**Problems to solve:**
1. Reproduce the section of the passage on provider schema constraints that begins with the words "Catch it in" and stops after the words "fails the build.".
2. In the passage on provider schema constraints, what does Cohere require on every object?
3. Carry on the passage about provider schema constraints, starting right after its last sentence.

#### Passage

Multiply that by five providers, each with a different surface, and "just hand-port the schema" becomes a recurring tax instead of a one-time fix.
The shape of the fix
For the Slack example, OpenAI-strict-valid looks like:
additionalProperties: false added, limit made nullable and moved into required, default dropped. The semantics are preserved (a caller can still pass null for limit), but now it satisfies strict mode.
The mechanical part is easy once you know which rule fired and where. The hard part is knowing — before the 400.
The cross-provider trap
OpenAI is the loudest case, but the deeper problem is that the five surfaces disagree, so fixing for one can break another:
Anthropic rejects a set of validation keywords in tool input schemas — format, minLength, pattern, minimum/maximum — that OpenAI and others accept. A schema you tightened for OpenAI can trip Anthropic.
Gemini has no anyOf/union support in the same way and chokes on self-referential $ref (recursion) — a common shape when a Pydantic model references itself. In the corpus these showed up as warnings, not hard errors, but they're real runtime risks.
Cohere wants at least one required field on every object.
Mistral's structured-output examples set additionalProperties: false everywhere, like OpenAI.
This is why only 3 of 50 schemas passed all five. There is no single "correct" schema — there's a per-provider constraint surface, and a schema that ships to multiple providers has to satisfy the intersection.
Catch it in CI, not in prod
The fix for an opaque, multi-surface, easy-to-regress constraint is the same fix we use for every other class of "works on my machine" bug: a static check that fails the build.

########
#### Entries shown

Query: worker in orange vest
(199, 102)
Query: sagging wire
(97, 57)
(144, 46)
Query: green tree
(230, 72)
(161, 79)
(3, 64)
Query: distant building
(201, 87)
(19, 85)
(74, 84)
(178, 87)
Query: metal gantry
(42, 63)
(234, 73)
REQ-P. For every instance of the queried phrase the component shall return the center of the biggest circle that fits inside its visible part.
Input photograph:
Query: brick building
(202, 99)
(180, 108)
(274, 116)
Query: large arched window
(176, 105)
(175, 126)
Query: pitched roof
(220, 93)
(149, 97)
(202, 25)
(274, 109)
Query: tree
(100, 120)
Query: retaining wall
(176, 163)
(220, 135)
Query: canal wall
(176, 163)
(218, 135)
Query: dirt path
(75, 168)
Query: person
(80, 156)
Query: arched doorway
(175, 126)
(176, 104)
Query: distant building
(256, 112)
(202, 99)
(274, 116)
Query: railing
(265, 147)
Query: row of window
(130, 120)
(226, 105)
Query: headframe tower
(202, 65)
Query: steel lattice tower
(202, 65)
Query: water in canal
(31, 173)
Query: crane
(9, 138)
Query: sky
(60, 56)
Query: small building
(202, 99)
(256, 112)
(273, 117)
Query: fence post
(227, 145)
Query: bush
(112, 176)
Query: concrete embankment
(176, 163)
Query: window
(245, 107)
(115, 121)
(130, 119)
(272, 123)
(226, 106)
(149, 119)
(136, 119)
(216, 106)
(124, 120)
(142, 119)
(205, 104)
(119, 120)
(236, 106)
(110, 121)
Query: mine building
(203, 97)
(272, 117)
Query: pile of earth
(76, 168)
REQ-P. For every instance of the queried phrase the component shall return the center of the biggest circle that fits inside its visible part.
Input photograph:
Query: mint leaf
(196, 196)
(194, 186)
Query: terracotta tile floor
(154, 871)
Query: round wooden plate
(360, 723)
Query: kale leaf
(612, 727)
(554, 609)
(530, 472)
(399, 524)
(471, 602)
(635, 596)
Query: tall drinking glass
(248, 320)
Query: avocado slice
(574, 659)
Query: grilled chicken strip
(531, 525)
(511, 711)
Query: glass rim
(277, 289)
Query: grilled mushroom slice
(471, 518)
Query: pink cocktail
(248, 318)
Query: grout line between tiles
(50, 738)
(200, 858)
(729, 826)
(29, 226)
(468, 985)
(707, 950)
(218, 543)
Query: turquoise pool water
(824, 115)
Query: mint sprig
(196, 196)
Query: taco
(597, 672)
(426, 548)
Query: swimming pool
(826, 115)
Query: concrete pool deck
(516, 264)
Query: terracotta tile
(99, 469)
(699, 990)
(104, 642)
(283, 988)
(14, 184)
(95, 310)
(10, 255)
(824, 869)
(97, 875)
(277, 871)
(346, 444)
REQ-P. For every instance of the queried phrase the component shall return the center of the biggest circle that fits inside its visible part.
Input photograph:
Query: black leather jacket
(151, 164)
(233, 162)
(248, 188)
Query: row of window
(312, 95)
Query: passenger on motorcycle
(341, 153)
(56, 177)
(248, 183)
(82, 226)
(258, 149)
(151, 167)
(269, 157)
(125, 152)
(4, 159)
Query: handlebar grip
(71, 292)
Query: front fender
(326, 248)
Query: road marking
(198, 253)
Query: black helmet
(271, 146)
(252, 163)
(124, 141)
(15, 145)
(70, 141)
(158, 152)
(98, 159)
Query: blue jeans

########

**Answers to the tasks:**
1.
Catch it in CI, not in prod
The fix for an opaque, multi-surface, easy-to-regress constraint is the same fix we use for every other class of "works on my machine" bug: a static check that fails the build.

2. At least one required field.

3.
That's the entire premise of schemafit — the tool I ran this study with. It encodes each provider's documented constraint surface as a versioned rule pack and lints your schema statically: exact JSON-Pointer path, the keyword, and why, with a non-zero exit code so CI fails the PR instead of prod. It makes no model calls, needs no API key, and has zero runtime dependencies.
It ships a GitHub Action and a pre-commit hook, and emits SARIF for GitHub code-scanning. But the tool is incidental to the lesson: treat provider schema constraints as a CI concern, the way you treat types or lint. Whether you adopt a linter, a test, or a checklist, the move is to surface the 400 before it reaches a provider.
Honesty notes (because the numbers will get scrutinized)
OpenAI's 88% is the firm case. Strict Structured Outputs documents the additionalProperties: false and all-required requirements; the schemas that passed OpenAI genuinely carried both. That number is solid.
Mistral's 88% uses a more conservative rule. Mistral's docs show additionalProperties: false in their structured-output examples but don't prose-mandate it, so read Mistral as "likely-reject," not "documented-reject."
Gemini's hits were warnings, not errors — $ref recursion and anyOf are real risks, but I'm not claiming a guaranteed 400.
The corpus is provider-mixed by design — cookbook examples skew already-strict; framework and MCP schemas skew permissive — so 88% is a floor, not a cherry-pick.
The full per-provider breakdown, the provenance for all 50 schemas (every source URL), and a script to reproduce the run on your own schema directory are in the repo's benchmarks/.
The takeaway
LLM schemas aren't portable, and the providers won't tell you why a schema failed — only that it did. The constraint surfaces are documented but scattered, opaque at the API boundary, and easy to regress when you fix for one provider and break another. The 88% number isn't an indictment of anyone's schemas; it's evidence that this belongs in CI, next to your other static checks — not in a production traceback at 2am.
Run it on your own schemas and see where you land. If you hit a rejection a linter doesn't catch — or a rule that's wrong for your setup — that's exactly the feedback worth sharing.